WHAT IS BEING ASKED:
Rewrite the part of the piece on small-batch agent sessions that begins with the words containing "In continuous integration, the" and ends with "next session begins.", changing "checkpoint" to "milestone".

SELECTED EXTRACT:
-=-=-=-=-

Small-Batch Agent Sessions

How to structure agent sessions so context stays manageable, commits stay small, and the pipeline stays green.

10 minute read

One BDD scenario. One agent session. One commit. This is the same discipline CI demands of humans, applied to agents. The broad understanding of the feature is established before any session begins. Each session implements exactly one behavior from that understanding.

The biggest variable in agentic development is not model selection or prompt quality. It is decomposition discipline. An agent given a well-scoped, ordered scenario with clear acceptance criteria will outperform a better model given a vague, large-scope instruction. Stop optimizing your prompts. Start optimizing your decomposition.

The Parallel with CI

In continuous integration, the commit is the unit of integration. A developer does not write an entire feature and commit at the end. They write one small piece of tested functionality that can be deployed, commit to the trunk, then repeat. The commit creates a checkpoint: the pipeline is green, the change is reviewable, and the next unit can start cleanly.

Agent sessions follow the same discipline. The session is the unit of context. An agent does not implement an entire feature in one session - context accumulates, performance degrades, and the scope of any failure grows. Each session implements one behavior, ends with a commit, and resets context before the next session begins.

The mechanics differ. The principle is identical: small batches, frequent integration, green pipeline as the definition of done.

Establish the Broad Understanding First

Before any implementation session begins, establish the complete understanding of the feature:

Intent description - why the change exists and what problem it solves
All BDD scenarios - every behavior to implement, validated by the specification review before any code is written
Feature description - architectural constraints, performance budgets, integration boundaries
Scenario order - the sequence in which you will implement the scenarios

The agent-assisted specification workflow is the right tool here - use the agent to sharpen intent, surface missing scenarios, identify architectural gaps, and validate consistency across all four artifacts before any code is written.

Scenario ordering is not optional. Each scenario builds on the state left by the previous one. An agent implementing Scenario 3 depends on the contracts and data structures Scenario 1 and 2 established. Order scenarios so that each one can be implemented cleanly given what came before. Use an agent for this too: give it your complete scenario list and ask it to suggest an implementation order that minimizes the rework cost of each step.

This ordering step also has a human gate. Review the proposed slice sequence before any implementation begins. The ordering determines the shape of every session that follows.

The broad understanding is not in the implementation agent’s context. Each implementation session receives the relevant subset. The full feature scope lives in the artifacts, not in any single session.

This is not big upfront design. The feature scope is a small batch: one story, one thin vertical slice, completable in a day or two. You are not designing a system. You are enumerating the scenarios for the next small step in the product roadmap before implementing any of them.

-=-=-=-=-

SUPPLIED INFORMATION:
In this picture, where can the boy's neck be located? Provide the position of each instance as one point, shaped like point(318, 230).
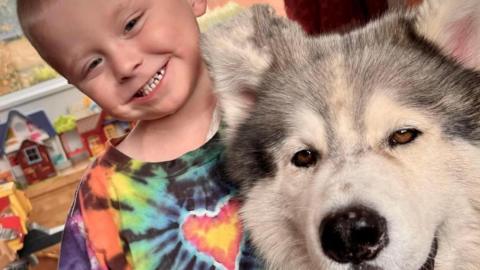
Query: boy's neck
point(174, 135)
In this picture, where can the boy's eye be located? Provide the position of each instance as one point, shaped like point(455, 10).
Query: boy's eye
point(130, 25)
point(94, 63)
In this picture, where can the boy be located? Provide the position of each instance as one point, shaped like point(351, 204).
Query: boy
point(155, 199)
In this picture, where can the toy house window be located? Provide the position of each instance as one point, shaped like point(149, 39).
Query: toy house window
point(32, 154)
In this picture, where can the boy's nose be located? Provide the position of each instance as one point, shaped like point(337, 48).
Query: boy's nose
point(126, 65)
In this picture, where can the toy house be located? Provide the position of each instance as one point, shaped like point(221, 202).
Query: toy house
point(96, 129)
point(30, 148)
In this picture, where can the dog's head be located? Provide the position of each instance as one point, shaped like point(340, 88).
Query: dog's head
point(355, 151)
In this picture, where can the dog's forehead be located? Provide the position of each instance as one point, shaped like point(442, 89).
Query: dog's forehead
point(341, 75)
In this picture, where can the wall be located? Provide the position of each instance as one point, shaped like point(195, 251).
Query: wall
point(53, 97)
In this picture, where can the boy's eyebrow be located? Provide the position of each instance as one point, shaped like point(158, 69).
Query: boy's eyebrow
point(120, 7)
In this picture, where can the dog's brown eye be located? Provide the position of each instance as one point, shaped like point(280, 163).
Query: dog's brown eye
point(305, 158)
point(403, 136)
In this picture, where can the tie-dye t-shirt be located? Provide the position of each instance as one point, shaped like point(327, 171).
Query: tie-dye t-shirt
point(179, 214)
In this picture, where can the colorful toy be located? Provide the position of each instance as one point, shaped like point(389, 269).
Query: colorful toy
point(30, 148)
point(14, 211)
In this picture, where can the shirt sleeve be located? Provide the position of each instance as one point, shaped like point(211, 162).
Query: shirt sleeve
point(74, 250)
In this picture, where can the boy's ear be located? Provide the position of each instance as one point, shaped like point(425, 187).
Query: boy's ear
point(199, 7)
point(454, 25)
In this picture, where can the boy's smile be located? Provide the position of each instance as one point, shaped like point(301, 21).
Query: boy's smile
point(138, 60)
point(151, 85)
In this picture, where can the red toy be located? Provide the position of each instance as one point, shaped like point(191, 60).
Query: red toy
point(321, 16)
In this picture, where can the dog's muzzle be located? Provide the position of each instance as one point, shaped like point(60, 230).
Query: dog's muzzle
point(353, 235)
point(356, 235)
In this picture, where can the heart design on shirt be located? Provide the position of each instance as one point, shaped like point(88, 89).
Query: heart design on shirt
point(217, 234)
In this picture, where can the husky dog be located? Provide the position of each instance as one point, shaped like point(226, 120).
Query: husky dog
point(359, 150)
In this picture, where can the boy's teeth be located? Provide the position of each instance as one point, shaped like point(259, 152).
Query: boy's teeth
point(151, 84)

-=-=-=-=-

RESULT OF THE TASK:
In continuous integration, the commit is the unit of integration. A developer does not write an entire feature and commit at the end. They write one small piece of tested functionality that can be deployed, commit to the trunk, then repeat. The commit creates a milestone: the pipeline is green, the change is reviewable, and the next unit can start cleanly.

Agent sessions follow the same discipline. The session is the unit of context. An agent does not implement an entire feature in one session - context accumulates, performance degrades, and the scope of any failure grows. Each session implements one behavior, ends with a commit, and resets context before the next session begins.